#### KUTIPAN PILIHAN
Maulid Nabi Muhammad SAW bukan sekadar peringatan kelahiran seorang Rasul. Ia adalah momentum untuk meneguhkan cinta, meneladani akhlak, sekaligus merawat persatuan di tengah kehidupan yang sering kali diwarnai konflik.
Sejarah Nabi menunjukkan bahwa beliau bukan hanya pembawa wahyu, melainkan sosok pemimpin yang menghadirkan kedamaian dan persaudaraan.
Di masyarakat yang penuh pertikaian, Nabi menampilkan jalan damai sebagai landasan membangun peradaban. Piagam Madinah menjadi contoh nyata: perjanjian sosial-politik yang melindungi keberagaman dan menegakkan keadilan tanpa menebar permusuhan.
Jalan Damai Nabi
Salah satu peristiwa paling monumental adalah Perjanjian Hudaibiyah. Kala itu, umat Islam terpaksa menahan diri untuk tidak melaksanakan umrah. Sekilas, keputusan Nabi menerima syarat Quraisy terasa merugikan.
Namun, di balik itu tersimpan hikmah besar. Rasulullah memilih jalan damai ketimbang emosi sesaat. Kesabaran beliau terbukti lebih strategis, membuka pintu kemenangan yang lebih luas, hingga akhirnya kaum Quraisy masuk Islam berbondong-bondong.
Peristiwa lain juga patut direnungkan. Saat suku Quraisy berselisih tentang siapa yang berhak meletakkan Hajar Aswad, pertumpahan darah hampir tak terhindarkan.
Namun, kebijaksanaan Nabi menjadi penengah. Dengan solusi sederhana, beliau menyatukan semua suku untuk bersama-sama mengangkat batu suci. Keputusan itu meredakan konflik, menumbuhkan rasa adil, sekaligus menyelamatkan kehormatan banyak pihak.
Relevansi Bagi Indonesia
Keteladanan Rasulullah dalam menegakkan damai dan persatuan amat relevan bagi kehidupan kita hari ini. Indonesia, dengan kemajemukannya, sering menghadapi ketegangan politik, pertarungan kepentingan, bahkan godaan sektarianisme.
Sayangnya, perbedaan yang seharusnya menjadi rahmat justru kadang dipertajam hingga memecah belah.
########
#### DATA YANG TERSEDIA
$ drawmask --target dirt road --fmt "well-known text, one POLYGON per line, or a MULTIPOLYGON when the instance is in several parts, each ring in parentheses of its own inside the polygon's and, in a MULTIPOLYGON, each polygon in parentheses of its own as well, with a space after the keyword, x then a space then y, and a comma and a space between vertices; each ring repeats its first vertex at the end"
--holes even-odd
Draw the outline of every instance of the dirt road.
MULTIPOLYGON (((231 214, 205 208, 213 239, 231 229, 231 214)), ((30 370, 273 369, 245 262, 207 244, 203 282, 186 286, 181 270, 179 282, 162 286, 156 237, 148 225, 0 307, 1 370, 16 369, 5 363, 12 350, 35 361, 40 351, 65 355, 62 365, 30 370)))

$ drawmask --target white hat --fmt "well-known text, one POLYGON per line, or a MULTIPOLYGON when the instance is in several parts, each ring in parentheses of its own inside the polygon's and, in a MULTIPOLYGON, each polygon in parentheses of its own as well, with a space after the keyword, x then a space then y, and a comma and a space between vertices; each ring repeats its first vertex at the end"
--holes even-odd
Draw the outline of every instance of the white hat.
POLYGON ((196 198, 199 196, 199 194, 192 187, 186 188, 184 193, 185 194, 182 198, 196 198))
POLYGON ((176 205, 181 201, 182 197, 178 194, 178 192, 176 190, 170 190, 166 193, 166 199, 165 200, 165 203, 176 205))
########
SASARAN TUGAS
a: Menurut kutipan tentang Maulid Nabi, bagaimana Nabi menyelesaikan perselisihan suku Quraisy soal siapa yang berhak meletakkan Hajar Aswad?
b: Ganti "Hajar Aswad" dengan "batu hitam" pada bagian kutipan tentang Maulid Nabi yang dimulai dari kata-kata "Peristiwa lain juga" dan berhenti setelah "hingga memecah belah.", lalu tulis ulang bagian itu.
c: Terjemahkan kalimat dari kutipan tentang Maulid Nabi ini ke dalam bahasa Inggris: "Sayangnya, perbedaan yang seharusnya menjadi rahmat justru kadang dipertajam hingga memecah belah."

JAWABAN TIAP TUGAS
a: Beliau menyatukan semua suku untuk bersama-sama mengangkat batu suci itu.

b:
Peristiwa lain juga patut direnungkan. Saat suku Quraisy berselisih tentang siapa yang berhak meletakkan batu hitam, pertumpahan darah hampir tak terhindarkan.
Namun, kebijaksanaan Nabi menjadi penengah. Dengan solusi sederhana, beliau menyatukan semua suku untuk bersama-sama mengangkat batu suci. Keputusan itu meredakan konflik, menumbuhkan rasa adil, sekaligus menyelamatkan kehormatan banyak pihak.
Relevansi Bagi Indonesia
Keteladanan Rasulullah dalam menegakkan damai dan persatuan amat relevan bagi kehidupan kita hari ini. Indonesia, dengan kemajemukannya, sering menghadapi ketegangan politik, pertarungan kepentingan, bahkan godaan sektarianisme.
Sayangnya, perbedaan yang seharusnya menjadi rahmat justru kadang dipertajam hingga memecah belah.

c: Unfortunately, differences that ought to be a blessing are instead sometimes sharpened until they divide.